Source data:
-- Start --
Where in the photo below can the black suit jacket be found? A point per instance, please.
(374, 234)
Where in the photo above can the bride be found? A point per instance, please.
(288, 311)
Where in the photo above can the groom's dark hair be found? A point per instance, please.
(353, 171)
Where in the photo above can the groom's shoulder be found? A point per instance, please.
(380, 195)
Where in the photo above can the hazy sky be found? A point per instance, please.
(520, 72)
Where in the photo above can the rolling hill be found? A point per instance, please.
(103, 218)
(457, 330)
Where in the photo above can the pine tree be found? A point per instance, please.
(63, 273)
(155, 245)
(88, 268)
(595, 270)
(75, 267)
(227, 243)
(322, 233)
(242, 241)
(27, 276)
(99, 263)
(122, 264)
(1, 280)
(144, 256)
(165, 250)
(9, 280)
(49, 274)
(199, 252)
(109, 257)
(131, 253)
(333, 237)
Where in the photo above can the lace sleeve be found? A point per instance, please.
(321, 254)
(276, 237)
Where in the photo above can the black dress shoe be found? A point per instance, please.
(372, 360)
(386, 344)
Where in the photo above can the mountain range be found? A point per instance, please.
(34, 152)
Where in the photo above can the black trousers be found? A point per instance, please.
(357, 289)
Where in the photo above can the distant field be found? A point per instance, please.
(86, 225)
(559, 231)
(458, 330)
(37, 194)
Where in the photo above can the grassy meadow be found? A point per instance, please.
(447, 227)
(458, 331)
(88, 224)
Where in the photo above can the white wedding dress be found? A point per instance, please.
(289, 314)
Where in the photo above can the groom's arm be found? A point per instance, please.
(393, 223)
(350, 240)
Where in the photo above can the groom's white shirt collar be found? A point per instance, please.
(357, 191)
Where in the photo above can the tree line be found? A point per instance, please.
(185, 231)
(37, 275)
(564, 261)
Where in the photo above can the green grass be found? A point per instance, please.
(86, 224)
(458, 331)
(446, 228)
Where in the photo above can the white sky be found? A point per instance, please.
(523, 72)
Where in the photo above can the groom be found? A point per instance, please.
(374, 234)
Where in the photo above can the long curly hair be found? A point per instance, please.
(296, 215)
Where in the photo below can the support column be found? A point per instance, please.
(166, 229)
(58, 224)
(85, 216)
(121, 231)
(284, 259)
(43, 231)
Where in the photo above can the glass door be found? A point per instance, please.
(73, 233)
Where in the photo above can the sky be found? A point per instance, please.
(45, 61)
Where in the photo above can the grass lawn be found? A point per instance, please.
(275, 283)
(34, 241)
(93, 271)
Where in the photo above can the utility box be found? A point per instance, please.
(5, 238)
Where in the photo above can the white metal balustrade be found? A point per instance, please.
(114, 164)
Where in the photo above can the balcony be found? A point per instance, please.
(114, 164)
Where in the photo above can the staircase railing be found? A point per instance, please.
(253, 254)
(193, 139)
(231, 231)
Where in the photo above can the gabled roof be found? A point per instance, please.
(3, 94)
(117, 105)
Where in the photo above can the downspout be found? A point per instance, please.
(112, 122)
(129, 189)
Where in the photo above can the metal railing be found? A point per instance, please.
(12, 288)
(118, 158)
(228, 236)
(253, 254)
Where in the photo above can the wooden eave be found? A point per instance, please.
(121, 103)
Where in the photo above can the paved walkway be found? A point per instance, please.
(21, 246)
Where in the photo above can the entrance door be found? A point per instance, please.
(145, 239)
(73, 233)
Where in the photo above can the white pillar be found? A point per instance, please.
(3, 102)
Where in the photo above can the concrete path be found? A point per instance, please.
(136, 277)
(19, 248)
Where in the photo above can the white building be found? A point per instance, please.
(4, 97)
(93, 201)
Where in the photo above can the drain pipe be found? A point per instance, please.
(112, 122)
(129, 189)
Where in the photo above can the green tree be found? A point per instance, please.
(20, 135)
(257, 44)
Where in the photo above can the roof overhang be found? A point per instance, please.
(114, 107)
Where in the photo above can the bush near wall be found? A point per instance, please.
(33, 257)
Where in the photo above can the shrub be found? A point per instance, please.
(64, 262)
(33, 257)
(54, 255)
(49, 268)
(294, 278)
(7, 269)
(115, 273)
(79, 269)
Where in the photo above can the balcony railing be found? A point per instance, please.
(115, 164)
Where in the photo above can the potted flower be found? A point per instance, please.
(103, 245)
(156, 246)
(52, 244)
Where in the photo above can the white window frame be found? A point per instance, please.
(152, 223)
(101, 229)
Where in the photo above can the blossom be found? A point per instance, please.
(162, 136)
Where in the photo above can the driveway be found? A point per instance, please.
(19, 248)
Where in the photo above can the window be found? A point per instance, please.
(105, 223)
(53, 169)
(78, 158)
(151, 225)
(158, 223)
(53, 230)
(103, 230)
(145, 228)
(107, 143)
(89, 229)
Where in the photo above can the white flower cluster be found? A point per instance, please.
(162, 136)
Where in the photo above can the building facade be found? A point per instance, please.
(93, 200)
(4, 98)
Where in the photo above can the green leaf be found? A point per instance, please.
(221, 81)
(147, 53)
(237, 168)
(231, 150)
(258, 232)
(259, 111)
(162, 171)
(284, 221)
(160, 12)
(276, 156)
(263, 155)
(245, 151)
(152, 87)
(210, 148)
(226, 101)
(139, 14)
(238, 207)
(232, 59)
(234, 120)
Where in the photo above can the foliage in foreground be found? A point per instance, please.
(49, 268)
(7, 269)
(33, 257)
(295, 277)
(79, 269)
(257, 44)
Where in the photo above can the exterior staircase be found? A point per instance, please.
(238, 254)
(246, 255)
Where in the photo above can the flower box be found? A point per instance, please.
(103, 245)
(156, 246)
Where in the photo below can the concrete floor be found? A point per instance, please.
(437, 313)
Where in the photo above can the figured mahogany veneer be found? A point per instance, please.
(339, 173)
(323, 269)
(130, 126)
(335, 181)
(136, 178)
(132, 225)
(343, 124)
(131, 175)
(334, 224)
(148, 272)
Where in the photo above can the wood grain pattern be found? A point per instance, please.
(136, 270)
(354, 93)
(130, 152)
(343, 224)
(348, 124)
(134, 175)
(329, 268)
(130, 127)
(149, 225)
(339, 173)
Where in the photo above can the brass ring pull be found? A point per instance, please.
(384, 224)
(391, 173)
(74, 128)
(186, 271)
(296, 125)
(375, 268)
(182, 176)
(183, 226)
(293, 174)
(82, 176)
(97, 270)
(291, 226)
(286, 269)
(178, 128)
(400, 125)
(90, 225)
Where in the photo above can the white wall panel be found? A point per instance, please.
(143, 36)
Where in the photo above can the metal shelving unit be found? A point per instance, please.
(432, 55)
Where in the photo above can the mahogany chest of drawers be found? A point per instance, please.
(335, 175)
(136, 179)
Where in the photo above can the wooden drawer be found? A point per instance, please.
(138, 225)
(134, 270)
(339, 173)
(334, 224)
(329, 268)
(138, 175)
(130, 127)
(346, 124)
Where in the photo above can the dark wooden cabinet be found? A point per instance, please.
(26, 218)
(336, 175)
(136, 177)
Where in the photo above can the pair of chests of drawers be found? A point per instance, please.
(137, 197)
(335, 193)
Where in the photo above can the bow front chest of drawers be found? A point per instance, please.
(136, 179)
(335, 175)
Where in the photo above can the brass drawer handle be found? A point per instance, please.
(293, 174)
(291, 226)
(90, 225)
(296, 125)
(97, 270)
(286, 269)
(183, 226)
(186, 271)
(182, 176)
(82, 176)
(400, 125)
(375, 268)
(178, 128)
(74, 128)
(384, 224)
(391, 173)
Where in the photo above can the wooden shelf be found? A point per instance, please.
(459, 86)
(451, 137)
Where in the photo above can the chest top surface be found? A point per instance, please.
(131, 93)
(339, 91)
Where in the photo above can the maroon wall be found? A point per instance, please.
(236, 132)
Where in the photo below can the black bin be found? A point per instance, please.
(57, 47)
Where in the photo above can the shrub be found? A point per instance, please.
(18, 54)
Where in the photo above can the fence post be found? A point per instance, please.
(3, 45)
-- End --
* [Problem details]:
Copy the records again from the line containing "Where in the photo above can the brass drawer" through the end, swapping "maroon" for "dark red" and keeping everything else the same.

* [Full response]:
Where in the photo above can the brass drawer handle be found? A point per instance, please.
(293, 174)
(291, 226)
(90, 225)
(296, 125)
(97, 270)
(286, 269)
(183, 226)
(186, 271)
(182, 176)
(82, 176)
(400, 125)
(375, 268)
(178, 128)
(74, 128)
(384, 224)
(391, 173)
Where in the photo above can the wooden shelf be found? A point per instance, please.
(459, 86)
(451, 137)
Where in the photo above can the chest top surface be found? A point per instance, please.
(131, 93)
(339, 91)
Where in the photo above can the dark red wall be found? A point per instance, please.
(236, 132)
Where in the photo below can the black bin be found? A point per instance, please.
(57, 47)
Where in the photo above can the shrub be found? A point per instance, please.
(18, 54)
Where in the photo above can the fence post be found? A point per instance, please.
(3, 45)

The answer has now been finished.